Provided data Start Marker

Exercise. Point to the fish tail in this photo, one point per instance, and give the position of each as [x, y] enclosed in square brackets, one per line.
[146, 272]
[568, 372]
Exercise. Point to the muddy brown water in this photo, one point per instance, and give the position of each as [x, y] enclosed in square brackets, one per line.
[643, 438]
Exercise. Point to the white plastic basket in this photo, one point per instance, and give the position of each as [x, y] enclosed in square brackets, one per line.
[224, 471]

Provided data End Marker

Quote all the records. Keep every word exact.

Exercise. Point to the fish tail in this photo, one point per instance, and give the position of each as [x, y] enclosed in square brackets, one per line.
[146, 272]
[568, 372]
Exercise. Point to the muddy brown water in this photo, one point per instance, and give the position of each as [x, y] enclosed in square brackets, one per line.
[643, 438]
Exercise. Point to the white plastic basket in this photo, one point per instance, and give the position of each as [x, y] enclosed in square brackets, one per line.
[224, 471]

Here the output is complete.